-- START OF Information shown --

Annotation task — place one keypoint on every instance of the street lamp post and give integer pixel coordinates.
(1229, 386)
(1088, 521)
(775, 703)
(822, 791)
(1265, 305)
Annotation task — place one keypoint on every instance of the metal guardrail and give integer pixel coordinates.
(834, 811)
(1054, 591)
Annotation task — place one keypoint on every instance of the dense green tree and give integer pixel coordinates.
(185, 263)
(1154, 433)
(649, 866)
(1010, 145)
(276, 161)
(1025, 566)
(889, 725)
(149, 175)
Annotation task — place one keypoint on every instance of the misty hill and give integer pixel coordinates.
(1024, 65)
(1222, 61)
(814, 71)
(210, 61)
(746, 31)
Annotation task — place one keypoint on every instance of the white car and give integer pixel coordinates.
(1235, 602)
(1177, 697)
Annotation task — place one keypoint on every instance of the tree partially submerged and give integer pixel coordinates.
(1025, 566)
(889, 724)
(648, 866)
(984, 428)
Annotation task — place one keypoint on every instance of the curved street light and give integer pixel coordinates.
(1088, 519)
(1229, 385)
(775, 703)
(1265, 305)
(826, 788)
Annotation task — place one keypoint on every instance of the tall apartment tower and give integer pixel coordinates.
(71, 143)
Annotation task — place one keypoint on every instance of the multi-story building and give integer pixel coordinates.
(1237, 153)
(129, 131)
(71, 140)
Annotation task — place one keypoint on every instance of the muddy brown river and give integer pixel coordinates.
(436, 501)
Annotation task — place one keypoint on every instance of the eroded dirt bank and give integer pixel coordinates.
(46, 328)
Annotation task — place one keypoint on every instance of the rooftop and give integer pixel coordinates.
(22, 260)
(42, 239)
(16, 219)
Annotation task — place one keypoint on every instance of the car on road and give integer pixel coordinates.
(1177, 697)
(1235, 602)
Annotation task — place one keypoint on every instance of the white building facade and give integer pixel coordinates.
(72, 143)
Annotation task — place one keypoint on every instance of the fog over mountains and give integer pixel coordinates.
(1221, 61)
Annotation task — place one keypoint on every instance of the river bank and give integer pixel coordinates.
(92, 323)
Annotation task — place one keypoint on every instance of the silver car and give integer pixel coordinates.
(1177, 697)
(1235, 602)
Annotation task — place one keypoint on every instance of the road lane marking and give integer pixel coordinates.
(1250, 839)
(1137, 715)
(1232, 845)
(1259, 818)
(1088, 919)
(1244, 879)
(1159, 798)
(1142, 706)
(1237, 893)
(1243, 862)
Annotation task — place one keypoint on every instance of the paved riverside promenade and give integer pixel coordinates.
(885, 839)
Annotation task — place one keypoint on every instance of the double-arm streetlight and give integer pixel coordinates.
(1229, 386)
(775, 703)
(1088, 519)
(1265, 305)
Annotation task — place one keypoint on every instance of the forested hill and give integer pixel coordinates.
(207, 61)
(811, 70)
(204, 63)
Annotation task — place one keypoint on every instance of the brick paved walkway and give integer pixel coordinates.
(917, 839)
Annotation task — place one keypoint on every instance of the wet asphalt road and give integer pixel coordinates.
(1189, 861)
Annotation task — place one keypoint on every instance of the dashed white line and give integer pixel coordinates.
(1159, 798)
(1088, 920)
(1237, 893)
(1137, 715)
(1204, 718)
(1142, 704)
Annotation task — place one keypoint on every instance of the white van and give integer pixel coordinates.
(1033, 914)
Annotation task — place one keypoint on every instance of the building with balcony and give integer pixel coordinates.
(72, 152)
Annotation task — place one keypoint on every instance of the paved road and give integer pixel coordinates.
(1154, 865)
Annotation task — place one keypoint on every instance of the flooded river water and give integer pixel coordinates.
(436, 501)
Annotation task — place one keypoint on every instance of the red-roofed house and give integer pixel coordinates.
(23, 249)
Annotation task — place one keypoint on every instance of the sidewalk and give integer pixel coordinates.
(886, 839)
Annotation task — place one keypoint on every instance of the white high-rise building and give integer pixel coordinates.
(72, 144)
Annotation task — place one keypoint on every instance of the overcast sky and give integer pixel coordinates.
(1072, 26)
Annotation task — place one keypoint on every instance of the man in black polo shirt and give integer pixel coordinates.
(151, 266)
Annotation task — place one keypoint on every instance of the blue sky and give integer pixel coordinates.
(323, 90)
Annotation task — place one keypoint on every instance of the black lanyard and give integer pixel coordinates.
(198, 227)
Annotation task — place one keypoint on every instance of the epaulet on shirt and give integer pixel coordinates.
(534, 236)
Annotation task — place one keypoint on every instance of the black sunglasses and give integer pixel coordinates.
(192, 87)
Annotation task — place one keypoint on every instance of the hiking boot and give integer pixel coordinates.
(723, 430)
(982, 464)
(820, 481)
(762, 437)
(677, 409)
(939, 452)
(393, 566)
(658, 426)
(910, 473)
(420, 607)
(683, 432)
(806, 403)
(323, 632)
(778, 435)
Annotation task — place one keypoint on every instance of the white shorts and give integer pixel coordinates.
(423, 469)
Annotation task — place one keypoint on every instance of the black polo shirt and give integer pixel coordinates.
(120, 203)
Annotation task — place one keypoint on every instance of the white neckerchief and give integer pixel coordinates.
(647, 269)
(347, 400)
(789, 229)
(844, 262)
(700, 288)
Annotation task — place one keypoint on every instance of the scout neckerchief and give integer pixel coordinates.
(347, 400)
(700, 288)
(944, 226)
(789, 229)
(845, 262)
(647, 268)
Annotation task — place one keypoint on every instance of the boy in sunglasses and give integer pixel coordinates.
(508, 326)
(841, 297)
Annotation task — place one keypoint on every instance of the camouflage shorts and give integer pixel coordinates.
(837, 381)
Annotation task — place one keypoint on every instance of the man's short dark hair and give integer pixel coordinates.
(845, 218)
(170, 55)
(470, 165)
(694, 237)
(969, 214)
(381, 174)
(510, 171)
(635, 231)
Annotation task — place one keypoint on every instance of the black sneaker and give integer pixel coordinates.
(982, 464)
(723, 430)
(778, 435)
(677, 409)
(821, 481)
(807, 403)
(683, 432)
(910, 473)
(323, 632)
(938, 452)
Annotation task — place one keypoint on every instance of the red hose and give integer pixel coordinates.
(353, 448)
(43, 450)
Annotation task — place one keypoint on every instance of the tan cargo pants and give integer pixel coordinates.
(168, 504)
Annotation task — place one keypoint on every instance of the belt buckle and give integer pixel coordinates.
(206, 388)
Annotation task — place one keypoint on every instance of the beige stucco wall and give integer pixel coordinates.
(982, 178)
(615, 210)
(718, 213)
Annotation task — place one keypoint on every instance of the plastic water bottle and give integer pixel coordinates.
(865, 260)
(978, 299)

-- END OF Information shown --

◆ To be done: Rewrite everything from the line containing "buckle and give integer pixel coordinates." down to the end of the listing, swapping "stucco" for "brick" and leaving everything else unchanged.

◆ Worked answer:
Annotation task — place one keypoint on every instance of the belt buckle and give integer pixel coordinates.
(206, 388)
Annotation task — place one keypoint on every instance of the beige brick wall and give integer pixel coordinates.
(982, 178)
(615, 210)
(718, 213)
Annotation task — place one keypoint on every instance of the plastic water bottle and give integer pixel coordinates.
(865, 260)
(978, 299)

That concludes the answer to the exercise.